### TASK TO COMPLETE
Can you return, word for word, the lines running from the line with "target | cumulus cloud" up to and including the line with "x=333 y=195"?

### MATERIAL
-------
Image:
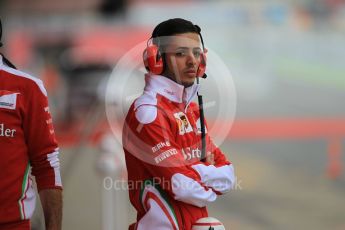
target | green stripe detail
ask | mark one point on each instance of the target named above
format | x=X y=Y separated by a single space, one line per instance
x=24 y=184
x=161 y=192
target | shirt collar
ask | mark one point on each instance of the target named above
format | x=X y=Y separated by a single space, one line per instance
x=170 y=89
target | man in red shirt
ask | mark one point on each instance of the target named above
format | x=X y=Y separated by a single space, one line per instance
x=169 y=185
x=27 y=143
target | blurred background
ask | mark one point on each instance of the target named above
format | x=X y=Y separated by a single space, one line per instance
x=287 y=64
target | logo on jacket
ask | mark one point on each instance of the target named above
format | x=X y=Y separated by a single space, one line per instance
x=183 y=123
x=8 y=99
x=5 y=132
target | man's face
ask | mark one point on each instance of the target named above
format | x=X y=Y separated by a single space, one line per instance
x=182 y=55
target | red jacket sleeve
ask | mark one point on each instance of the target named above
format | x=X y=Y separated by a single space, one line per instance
x=154 y=144
x=40 y=138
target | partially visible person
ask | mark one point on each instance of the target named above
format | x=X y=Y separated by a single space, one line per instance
x=169 y=184
x=27 y=146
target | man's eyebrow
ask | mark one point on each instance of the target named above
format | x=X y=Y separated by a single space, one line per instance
x=186 y=48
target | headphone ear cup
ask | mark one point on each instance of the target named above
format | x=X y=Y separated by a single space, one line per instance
x=153 y=60
x=202 y=65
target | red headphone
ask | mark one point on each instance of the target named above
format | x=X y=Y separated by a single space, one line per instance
x=153 y=60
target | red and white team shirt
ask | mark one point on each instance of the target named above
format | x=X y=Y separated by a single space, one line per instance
x=168 y=185
x=27 y=141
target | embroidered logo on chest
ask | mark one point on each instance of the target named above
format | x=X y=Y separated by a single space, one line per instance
x=183 y=123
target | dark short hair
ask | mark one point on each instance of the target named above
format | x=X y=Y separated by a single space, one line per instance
x=172 y=27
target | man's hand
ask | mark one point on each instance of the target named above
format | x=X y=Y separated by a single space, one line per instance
x=51 y=200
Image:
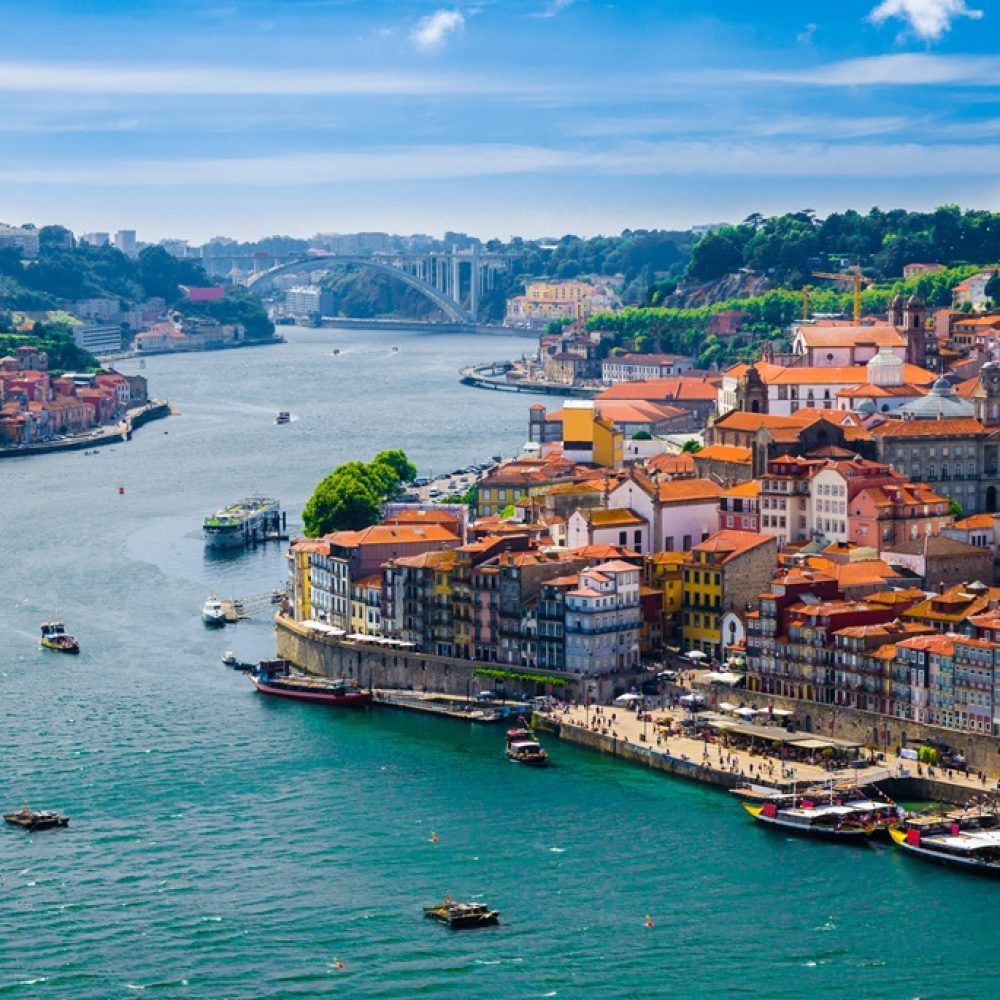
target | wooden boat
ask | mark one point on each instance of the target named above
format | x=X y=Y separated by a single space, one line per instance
x=54 y=636
x=830 y=821
x=523 y=748
x=275 y=677
x=461 y=916
x=975 y=851
x=28 y=819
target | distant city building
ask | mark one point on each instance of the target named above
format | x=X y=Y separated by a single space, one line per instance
x=125 y=241
x=22 y=238
x=308 y=300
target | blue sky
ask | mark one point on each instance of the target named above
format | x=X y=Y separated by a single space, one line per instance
x=496 y=117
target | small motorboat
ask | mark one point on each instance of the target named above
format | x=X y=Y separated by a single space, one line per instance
x=523 y=748
x=29 y=819
x=461 y=916
x=54 y=636
x=213 y=613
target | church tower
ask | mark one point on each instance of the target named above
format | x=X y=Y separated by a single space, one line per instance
x=751 y=393
x=986 y=398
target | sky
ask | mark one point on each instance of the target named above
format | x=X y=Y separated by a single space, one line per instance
x=196 y=118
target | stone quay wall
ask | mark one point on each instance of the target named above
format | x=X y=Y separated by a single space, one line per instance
x=381 y=667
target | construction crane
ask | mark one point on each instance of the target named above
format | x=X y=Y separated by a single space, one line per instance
x=857 y=279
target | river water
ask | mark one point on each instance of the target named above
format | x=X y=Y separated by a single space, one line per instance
x=222 y=845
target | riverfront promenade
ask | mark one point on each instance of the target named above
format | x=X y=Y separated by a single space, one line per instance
x=756 y=768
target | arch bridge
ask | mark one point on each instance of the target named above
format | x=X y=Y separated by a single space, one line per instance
x=438 y=276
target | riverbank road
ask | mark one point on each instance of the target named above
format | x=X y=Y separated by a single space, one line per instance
x=755 y=767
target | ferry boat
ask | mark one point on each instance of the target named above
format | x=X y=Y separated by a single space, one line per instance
x=523 y=748
x=29 y=819
x=241 y=522
x=276 y=678
x=461 y=916
x=212 y=612
x=975 y=851
x=830 y=821
x=54 y=637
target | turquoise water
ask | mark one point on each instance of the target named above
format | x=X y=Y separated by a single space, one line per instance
x=223 y=845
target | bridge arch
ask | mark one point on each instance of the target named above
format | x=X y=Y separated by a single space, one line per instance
x=455 y=312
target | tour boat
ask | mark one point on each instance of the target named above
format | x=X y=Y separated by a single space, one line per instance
x=275 y=677
x=836 y=822
x=54 y=637
x=28 y=819
x=460 y=916
x=212 y=612
x=975 y=851
x=523 y=748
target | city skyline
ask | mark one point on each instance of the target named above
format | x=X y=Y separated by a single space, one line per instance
x=529 y=117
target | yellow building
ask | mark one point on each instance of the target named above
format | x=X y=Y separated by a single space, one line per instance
x=366 y=605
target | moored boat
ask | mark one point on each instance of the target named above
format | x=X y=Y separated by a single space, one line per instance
x=212 y=612
x=275 y=677
x=831 y=821
x=54 y=636
x=975 y=851
x=523 y=748
x=30 y=819
x=461 y=916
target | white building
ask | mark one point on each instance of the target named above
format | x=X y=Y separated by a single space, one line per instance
x=603 y=620
x=21 y=238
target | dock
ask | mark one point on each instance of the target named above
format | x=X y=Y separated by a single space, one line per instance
x=451 y=706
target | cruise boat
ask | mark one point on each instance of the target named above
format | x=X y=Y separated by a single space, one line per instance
x=523 y=748
x=29 y=819
x=852 y=822
x=212 y=612
x=241 y=522
x=275 y=677
x=54 y=637
x=975 y=851
x=461 y=916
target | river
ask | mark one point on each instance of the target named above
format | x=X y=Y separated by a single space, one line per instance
x=222 y=845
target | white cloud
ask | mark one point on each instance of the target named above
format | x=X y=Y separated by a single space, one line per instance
x=553 y=7
x=928 y=19
x=810 y=160
x=432 y=31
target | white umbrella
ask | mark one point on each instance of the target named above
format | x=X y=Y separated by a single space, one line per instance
x=627 y=699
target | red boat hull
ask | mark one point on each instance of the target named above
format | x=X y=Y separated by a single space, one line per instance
x=354 y=698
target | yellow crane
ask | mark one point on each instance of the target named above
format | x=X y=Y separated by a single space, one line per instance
x=857 y=279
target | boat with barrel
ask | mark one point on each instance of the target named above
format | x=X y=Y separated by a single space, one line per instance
x=30 y=819
x=251 y=519
x=461 y=916
x=524 y=748
x=974 y=851
x=852 y=822
x=276 y=677
x=54 y=636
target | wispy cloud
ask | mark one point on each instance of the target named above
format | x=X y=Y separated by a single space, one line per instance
x=902 y=69
x=666 y=159
x=927 y=19
x=181 y=81
x=554 y=7
x=432 y=31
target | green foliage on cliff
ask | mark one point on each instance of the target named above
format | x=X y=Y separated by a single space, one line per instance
x=350 y=497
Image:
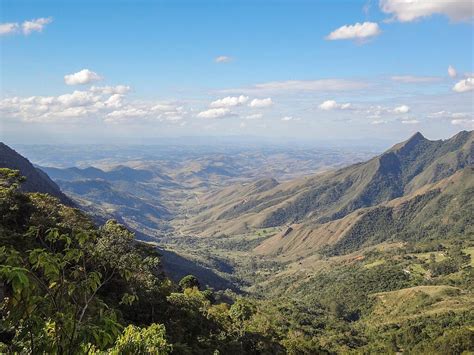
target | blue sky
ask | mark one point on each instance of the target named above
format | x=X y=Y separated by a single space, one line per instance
x=383 y=75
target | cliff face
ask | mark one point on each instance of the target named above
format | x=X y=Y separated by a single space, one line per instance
x=36 y=179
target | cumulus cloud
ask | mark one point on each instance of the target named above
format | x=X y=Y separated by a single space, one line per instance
x=110 y=90
x=215 y=113
x=329 y=105
x=378 y=122
x=107 y=103
x=407 y=11
x=223 y=59
x=468 y=123
x=85 y=76
x=230 y=101
x=413 y=121
x=402 y=109
x=27 y=27
x=254 y=116
x=36 y=25
x=449 y=115
x=278 y=87
x=290 y=118
x=261 y=103
x=464 y=85
x=8 y=28
x=452 y=72
x=412 y=79
x=358 y=31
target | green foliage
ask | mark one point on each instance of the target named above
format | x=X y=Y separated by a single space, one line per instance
x=189 y=281
x=142 y=341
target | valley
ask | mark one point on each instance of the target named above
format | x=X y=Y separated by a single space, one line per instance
x=355 y=251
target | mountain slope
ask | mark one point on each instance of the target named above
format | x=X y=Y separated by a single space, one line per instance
x=36 y=179
x=438 y=210
x=333 y=195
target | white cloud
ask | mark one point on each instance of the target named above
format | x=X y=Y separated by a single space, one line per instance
x=254 y=116
x=261 y=103
x=449 y=115
x=230 y=101
x=215 y=113
x=402 y=109
x=410 y=10
x=27 y=27
x=358 y=31
x=109 y=90
x=333 y=105
x=290 y=118
x=410 y=121
x=36 y=25
x=464 y=85
x=8 y=28
x=452 y=72
x=223 y=59
x=469 y=123
x=85 y=76
x=278 y=87
x=411 y=79
x=107 y=103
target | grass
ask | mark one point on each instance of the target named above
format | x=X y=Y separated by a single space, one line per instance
x=439 y=256
x=374 y=264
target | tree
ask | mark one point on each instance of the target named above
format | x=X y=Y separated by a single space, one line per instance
x=189 y=281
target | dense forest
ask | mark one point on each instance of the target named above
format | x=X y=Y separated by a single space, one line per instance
x=71 y=287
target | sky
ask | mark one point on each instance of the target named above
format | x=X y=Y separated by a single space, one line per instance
x=137 y=71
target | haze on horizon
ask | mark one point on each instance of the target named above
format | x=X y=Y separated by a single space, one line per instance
x=122 y=72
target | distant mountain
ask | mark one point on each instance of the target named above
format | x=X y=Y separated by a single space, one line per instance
x=117 y=173
x=36 y=179
x=309 y=203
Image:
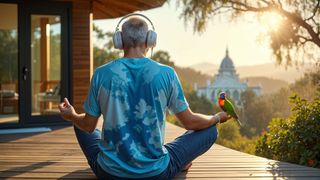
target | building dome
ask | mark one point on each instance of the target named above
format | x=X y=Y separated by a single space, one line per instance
x=227 y=64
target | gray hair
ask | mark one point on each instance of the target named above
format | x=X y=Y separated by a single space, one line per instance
x=134 y=32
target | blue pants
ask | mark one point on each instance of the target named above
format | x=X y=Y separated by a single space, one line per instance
x=182 y=150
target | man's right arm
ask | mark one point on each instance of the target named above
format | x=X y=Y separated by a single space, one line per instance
x=196 y=121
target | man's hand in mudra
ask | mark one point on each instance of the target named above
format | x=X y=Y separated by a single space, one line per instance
x=66 y=110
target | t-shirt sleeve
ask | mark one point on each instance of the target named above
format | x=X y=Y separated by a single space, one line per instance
x=91 y=104
x=177 y=101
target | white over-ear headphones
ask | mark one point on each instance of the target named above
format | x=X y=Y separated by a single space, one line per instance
x=151 y=39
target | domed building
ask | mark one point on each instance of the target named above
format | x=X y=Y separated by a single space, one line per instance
x=226 y=80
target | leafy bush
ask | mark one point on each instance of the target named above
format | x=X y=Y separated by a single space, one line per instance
x=295 y=139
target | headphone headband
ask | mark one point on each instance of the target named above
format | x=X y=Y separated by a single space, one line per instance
x=134 y=14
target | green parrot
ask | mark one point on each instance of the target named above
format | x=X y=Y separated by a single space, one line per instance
x=227 y=106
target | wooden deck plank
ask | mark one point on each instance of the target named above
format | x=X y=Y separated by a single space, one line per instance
x=56 y=155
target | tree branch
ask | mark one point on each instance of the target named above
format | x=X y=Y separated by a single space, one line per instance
x=298 y=20
x=314 y=11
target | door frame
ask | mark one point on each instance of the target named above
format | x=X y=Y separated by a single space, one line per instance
x=25 y=9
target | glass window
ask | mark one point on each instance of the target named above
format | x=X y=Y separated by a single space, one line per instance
x=8 y=63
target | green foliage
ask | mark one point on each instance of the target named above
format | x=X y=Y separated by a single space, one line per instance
x=295 y=36
x=199 y=104
x=295 y=139
x=257 y=113
x=163 y=57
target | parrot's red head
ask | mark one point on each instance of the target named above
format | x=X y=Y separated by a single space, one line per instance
x=222 y=95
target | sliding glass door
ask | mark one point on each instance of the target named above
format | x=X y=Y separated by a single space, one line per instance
x=34 y=61
x=47 y=57
x=9 y=94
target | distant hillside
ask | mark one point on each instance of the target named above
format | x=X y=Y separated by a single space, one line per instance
x=191 y=76
x=268 y=85
x=269 y=70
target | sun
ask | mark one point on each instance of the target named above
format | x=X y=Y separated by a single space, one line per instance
x=271 y=21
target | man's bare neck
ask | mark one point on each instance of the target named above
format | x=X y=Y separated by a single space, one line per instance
x=137 y=52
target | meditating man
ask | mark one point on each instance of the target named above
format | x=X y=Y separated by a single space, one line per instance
x=132 y=94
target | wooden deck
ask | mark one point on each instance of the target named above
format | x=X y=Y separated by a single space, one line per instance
x=56 y=155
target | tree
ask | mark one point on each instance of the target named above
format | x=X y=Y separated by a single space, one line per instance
x=103 y=52
x=163 y=57
x=295 y=139
x=298 y=32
-------
### RESULT
target | cumulus cloud
ask | mark one point on each instance of the target named above
format | x=X y=Y separated by a single space, one line per instance
x=110 y=90
x=215 y=113
x=329 y=105
x=378 y=122
x=107 y=103
x=407 y=11
x=223 y=59
x=468 y=123
x=85 y=76
x=230 y=101
x=413 y=121
x=402 y=109
x=27 y=27
x=254 y=116
x=36 y=25
x=449 y=115
x=278 y=87
x=290 y=118
x=261 y=103
x=464 y=85
x=8 y=28
x=452 y=72
x=412 y=79
x=358 y=31
target | green foliage
ask | mark one point on each instance of the target named above
format | x=X y=Y separated by a single space, one line per instance
x=189 y=281
x=142 y=341
target | valley
ask | mark one point on each instance of the target named above
format | x=X y=Y separated by a single space, one line per instance
x=355 y=251
target | mountain slope
ask | mark one point on each instance of the target named above
format | x=X y=Y separated by a single space, one line per instance
x=36 y=179
x=438 y=210
x=333 y=195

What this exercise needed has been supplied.